● ACTIVITY:
Each line of the records must appear in your answer exactly, with no pictures.

=== Begin Enclosure ===

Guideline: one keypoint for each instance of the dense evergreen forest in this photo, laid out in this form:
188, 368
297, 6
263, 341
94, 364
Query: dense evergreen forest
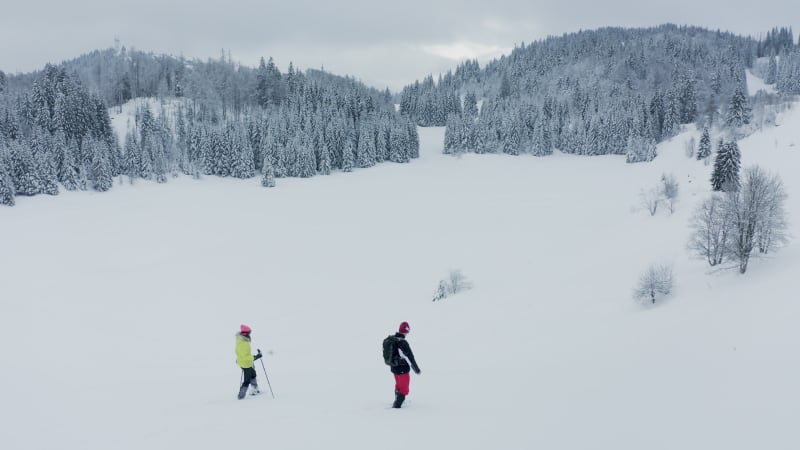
609, 91
218, 118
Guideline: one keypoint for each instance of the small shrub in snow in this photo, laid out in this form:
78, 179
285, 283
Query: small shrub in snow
711, 230
456, 282
656, 280
669, 191
650, 200
689, 148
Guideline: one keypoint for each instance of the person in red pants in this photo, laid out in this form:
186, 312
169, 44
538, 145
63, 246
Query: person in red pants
393, 345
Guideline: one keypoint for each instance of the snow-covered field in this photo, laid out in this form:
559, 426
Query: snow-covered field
118, 311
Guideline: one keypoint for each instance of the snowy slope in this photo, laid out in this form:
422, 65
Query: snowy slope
123, 117
755, 84
118, 311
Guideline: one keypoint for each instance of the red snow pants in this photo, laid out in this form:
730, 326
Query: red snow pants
401, 382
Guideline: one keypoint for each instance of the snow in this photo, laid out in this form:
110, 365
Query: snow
123, 118
118, 310
755, 84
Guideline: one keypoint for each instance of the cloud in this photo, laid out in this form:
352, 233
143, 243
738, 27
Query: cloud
461, 50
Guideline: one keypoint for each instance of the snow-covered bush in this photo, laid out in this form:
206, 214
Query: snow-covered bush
669, 191
657, 279
456, 282
735, 224
650, 200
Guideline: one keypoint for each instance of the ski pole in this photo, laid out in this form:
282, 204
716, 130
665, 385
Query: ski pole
267, 377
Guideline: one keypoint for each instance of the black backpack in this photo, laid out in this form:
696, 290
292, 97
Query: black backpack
389, 350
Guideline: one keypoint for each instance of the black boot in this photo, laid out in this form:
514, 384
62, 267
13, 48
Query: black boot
398, 400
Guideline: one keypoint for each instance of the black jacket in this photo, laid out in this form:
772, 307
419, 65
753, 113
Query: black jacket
399, 364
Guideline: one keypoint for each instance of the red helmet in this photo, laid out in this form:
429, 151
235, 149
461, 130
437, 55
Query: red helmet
404, 328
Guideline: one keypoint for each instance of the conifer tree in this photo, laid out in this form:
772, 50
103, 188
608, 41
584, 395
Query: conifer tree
268, 180
6, 184
704, 148
725, 176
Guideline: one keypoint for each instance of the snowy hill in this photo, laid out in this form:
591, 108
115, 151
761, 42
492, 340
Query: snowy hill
119, 310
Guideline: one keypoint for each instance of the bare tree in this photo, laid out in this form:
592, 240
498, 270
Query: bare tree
711, 227
453, 284
757, 215
657, 279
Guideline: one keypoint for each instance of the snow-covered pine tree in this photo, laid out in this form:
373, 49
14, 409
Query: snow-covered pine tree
772, 70
470, 106
268, 180
739, 111
366, 146
725, 176
7, 188
704, 148
24, 173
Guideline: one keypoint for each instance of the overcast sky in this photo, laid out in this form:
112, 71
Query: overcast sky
382, 43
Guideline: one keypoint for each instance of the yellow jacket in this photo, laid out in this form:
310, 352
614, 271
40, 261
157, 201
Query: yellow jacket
244, 356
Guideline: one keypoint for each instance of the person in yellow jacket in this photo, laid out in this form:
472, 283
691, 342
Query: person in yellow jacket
245, 359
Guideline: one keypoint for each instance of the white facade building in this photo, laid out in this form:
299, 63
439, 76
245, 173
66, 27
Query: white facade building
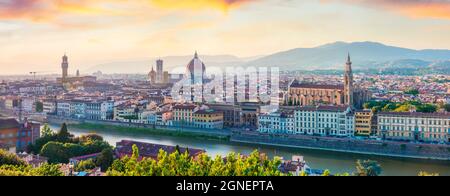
325, 121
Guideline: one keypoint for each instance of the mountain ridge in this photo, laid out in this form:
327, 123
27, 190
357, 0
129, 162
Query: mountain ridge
331, 56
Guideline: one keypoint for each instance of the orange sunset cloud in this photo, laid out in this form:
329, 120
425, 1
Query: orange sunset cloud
438, 9
223, 5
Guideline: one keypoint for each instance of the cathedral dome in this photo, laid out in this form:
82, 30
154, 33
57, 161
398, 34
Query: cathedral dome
195, 66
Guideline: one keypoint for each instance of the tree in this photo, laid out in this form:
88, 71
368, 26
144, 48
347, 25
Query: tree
105, 159
63, 134
85, 165
447, 107
367, 168
422, 173
47, 131
326, 173
412, 91
181, 164
48, 170
7, 158
56, 152
90, 137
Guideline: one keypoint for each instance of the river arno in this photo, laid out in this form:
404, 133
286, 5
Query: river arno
335, 162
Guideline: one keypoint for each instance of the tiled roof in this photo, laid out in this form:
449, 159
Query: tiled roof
317, 86
416, 114
9, 123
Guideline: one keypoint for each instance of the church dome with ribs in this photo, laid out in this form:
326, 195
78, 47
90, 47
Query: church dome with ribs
196, 66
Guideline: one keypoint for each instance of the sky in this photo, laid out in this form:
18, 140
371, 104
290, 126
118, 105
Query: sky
34, 34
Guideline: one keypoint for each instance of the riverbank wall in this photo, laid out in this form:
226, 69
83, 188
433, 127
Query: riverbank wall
345, 145
367, 147
142, 128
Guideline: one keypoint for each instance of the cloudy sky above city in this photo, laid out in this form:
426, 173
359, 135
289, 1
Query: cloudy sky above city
34, 34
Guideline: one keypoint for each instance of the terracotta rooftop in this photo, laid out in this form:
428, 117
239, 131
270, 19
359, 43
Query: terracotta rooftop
8, 123
317, 86
416, 114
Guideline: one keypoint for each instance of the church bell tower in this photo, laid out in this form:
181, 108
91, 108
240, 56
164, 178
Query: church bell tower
348, 83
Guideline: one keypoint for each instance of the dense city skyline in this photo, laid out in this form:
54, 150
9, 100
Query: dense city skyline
94, 32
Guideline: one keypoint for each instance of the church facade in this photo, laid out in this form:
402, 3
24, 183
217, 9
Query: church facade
305, 94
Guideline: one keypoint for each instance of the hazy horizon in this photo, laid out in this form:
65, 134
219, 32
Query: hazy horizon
34, 34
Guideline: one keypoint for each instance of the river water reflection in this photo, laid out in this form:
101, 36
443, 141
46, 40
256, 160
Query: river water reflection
335, 162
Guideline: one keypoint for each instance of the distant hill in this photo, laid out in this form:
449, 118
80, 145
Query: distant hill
364, 55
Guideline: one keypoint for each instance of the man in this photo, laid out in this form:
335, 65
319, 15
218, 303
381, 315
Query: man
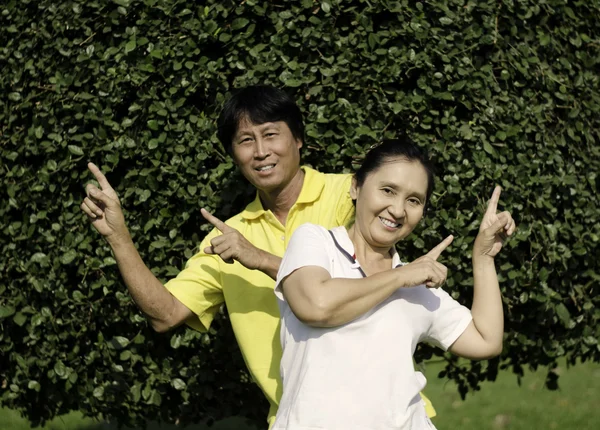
262, 129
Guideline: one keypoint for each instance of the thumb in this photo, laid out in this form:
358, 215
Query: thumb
437, 251
498, 226
98, 195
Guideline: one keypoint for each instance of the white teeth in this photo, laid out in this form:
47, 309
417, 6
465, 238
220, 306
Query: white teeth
388, 223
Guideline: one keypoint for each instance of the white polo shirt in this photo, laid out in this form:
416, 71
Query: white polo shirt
360, 375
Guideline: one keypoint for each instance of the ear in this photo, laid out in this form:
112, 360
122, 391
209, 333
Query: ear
354, 189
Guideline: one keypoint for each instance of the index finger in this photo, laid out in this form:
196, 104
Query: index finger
493, 203
216, 222
104, 185
437, 251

=== End Enclosure ===

● RESPONSE TO THIS TASK:
Guideline: one keypoint for each instance of the dense evergreen forest in this photo, laid out in this form:
188, 368
297, 6
263, 341
94, 364
Query: dense evergreen forest
609, 91
218, 118
Guideline: one keypoint for each instance of the small shrub in snow in this photo, laid out in this form:
78, 179
285, 283
Query: small shrub in snow
711, 230
456, 282
656, 280
669, 191
650, 200
689, 148
Guideline: one keypoint for each instance of the person in red pants in this photo, laid out in this form:
186, 312
169, 44
538, 145
63, 246
Query: person in red pants
393, 345
Guideline: one keypoint for each instance of the snow-covered field in this photo, laid out in this form:
559, 426
Query: snow-covered field
118, 311
Guideline: one keypoint for each instance of the snowy slope in this photo, laid out in this form:
422, 65
Query: snowy slope
123, 117
755, 84
118, 311
Guideline: one keypoint for each instance of the red snow pants in this photo, laid out in this form:
730, 326
Query: red snow pants
401, 382
Guideline: one keypoint for each instance of the snow in this photo, laid out in this form:
110, 365
Query: snow
123, 118
118, 310
755, 84
Guideline: one keypoint for each instance of the cloud in this photo, laid out in this form:
352, 233
143, 243
738, 27
Query: cloud
461, 50
Guideline: one keypoint for each instance of the snow-covered bush in this photo, laid out in this form:
206, 214
Query: snow-covered bush
669, 191
657, 279
456, 282
735, 224
650, 200
Guideline: one keypoint for each instance of the ski pole in this photo, laid out in this form:
282, 204
716, 130
665, 385
Query: ski pole
267, 377
Guideline: one keypoint for each instance of the black backpack in this photo, laid out in this form:
696, 290
292, 97
Query: black backpack
389, 350
Guideline: one keypoint for each instance of the black boot in this photo, laid out in this form:
514, 384
62, 267
13, 48
Query: black boot
398, 400
Guideline: one keypoint for each instance of the black jacket in this photo, laid out in this form:
772, 307
419, 65
753, 113
Query: black jacket
399, 364
Guideline: one keypoint for each instance of the red helmet in this photo, laid out in this form:
429, 151
235, 149
461, 130
437, 55
Query: red helmet
404, 328
Guideline: one keypoint for each instance of the conifer tree in this photo, laid out in this form:
772, 50
103, 188
608, 41
584, 395
Query: conifer tree
268, 180
6, 184
704, 148
725, 176
Guideline: one keypoint for each instance of the snowy hill in this photo, laid out in this form:
591, 108
115, 151
761, 42
492, 340
Query: snowy hill
119, 310
Guideline: one keypoint for each instance of the bare tree in this photo, laid out in this form:
592, 240
498, 270
Query: bare tree
711, 227
453, 284
757, 215
657, 279
Guideline: one keypoint for each instance of the snow-covered pine tree in this photo, laid out in this form:
373, 49
14, 409
Query: snow-covered pine tree
772, 70
470, 106
268, 180
739, 111
366, 146
725, 176
7, 188
704, 148
24, 173
Guideline: one keypoint for each instance of the overcast sky in this photo, laid out in this form:
112, 71
Query: overcast sky
382, 43
Guideline: one keypoint for each instance of the yellow jacket in this photo, laid out in this form:
310, 352
614, 271
40, 261
157, 201
Query: yellow jacket
244, 356
Guideline: one keypoint for each instance of the person in yellow jacket in this photo, laid out in this form:
472, 283
691, 342
Query: person in yellow jacket
245, 359
Guideline: one keypoint for each instance of the white facade building in this photo, laid out in this form:
299, 63
439, 76
245, 173
66, 27
Query: white facade building
325, 121
Guideline: one keypoint for each instance of the mountain ridge in this photo, laid out in this form:
327, 123
27, 190
357, 0
129, 162
Query: mountain ridge
331, 56
Guideline: one keypoint for each instance of the orange sunset cloud in this photo, laid out in this form:
329, 120
425, 1
Query: orange sunset cloud
438, 9
223, 5
Guideline: one keypoint for each instance of the cathedral dome in this photo, laid out in this form:
82, 30
154, 33
57, 161
398, 34
Query: cathedral dome
195, 66
Guideline: one keypoint for each instance of the tree in this photo, laid out in this form:
88, 71
368, 26
144, 48
347, 25
Query: tree
105, 159
63, 134
85, 165
447, 107
367, 168
422, 173
47, 131
326, 173
412, 91
181, 164
48, 170
7, 158
56, 152
90, 137
Guideline: one keypoint for each instance of the river arno in this photo, laid out in this form:
404, 133
286, 5
Query: river arno
335, 162
Guideline: one keypoint for each instance of the tiled roof in this photo, laid out in this form:
449, 159
Query: tiled roof
317, 86
416, 114
9, 123
Guideline: one keypoint for each instance of the church dome with ribs in this photo, laid out in this form:
326, 195
78, 47
90, 47
Query: church dome with ribs
196, 66
Guideline: one keypoint for each instance of the sky in this photo, laid out in this form:
18, 140
371, 104
290, 126
118, 105
Query: sky
34, 34
Guideline: one keypoint for each instance of the riverbank wall in this photo, laid out in this form:
226, 69
83, 188
433, 127
Query: riverbank wall
345, 145
367, 147
142, 128
Guideline: one keypoint for each instance of the cloudy sky above city in this photo, laid out in this form:
426, 173
359, 135
289, 1
Query: cloudy sky above city
34, 34
Guideline: one keypoint for each instance of the terracotta rooftop in this photo, laid out in this form:
428, 117
239, 131
270, 19
359, 43
Query: terracotta rooftop
8, 123
317, 86
416, 114
Guideline: one keypoint for each instance of the church bell tower in this photo, laid out in this form:
181, 108
91, 108
240, 56
164, 178
Query: church bell tower
348, 83
Guideline: one keypoint for each instance of the dense city skyline in this photo, laid out in this form:
54, 150
9, 100
Query: dense city skyline
94, 32
Guideline: one keypoint for each instance of the church facade in this photo, laid out in this form:
402, 3
24, 183
217, 9
Query: church facade
305, 94
Guideline: one keypoint for each instance of the hazy horizon in this photo, laid out in this form:
65, 134
219, 32
Query: hazy horizon
34, 34
Guideline: one keypoint for each instance of the river water reflection in this photo, laid out in this form:
101, 36
443, 141
46, 40
256, 160
Query: river water reflection
335, 162
Guideline: one keypoint for each instance of the distant hill in this photo, laid out in this form:
449, 118
80, 145
Query: distant hill
364, 55
Guideline: one keypoint for each instance of the man in this photo, laid out in this form:
335, 65
319, 15
218, 303
381, 315
Query: man
262, 129
Guideline: one keypoint for each instance of the thumb in this photo, laid out in this form:
358, 215
Query: thumb
437, 251
498, 226
98, 195
Guideline: one keypoint for each instance of the white teeth in this photo, laid out in this form:
47, 309
417, 6
465, 238
220, 306
Query: white teeth
388, 223
Guideline: one keypoint for each instance of the white polo shirt in this photo, laid out in this form:
416, 71
Query: white polo shirt
360, 375
Guideline: one keypoint for each instance of the ear in this photo, laid out in this form:
112, 360
122, 391
209, 333
Query: ear
354, 189
Guideline: one keypoint for each instance of the index finger in this photo, laid out in this form:
196, 104
Query: index finger
493, 203
216, 222
104, 185
437, 251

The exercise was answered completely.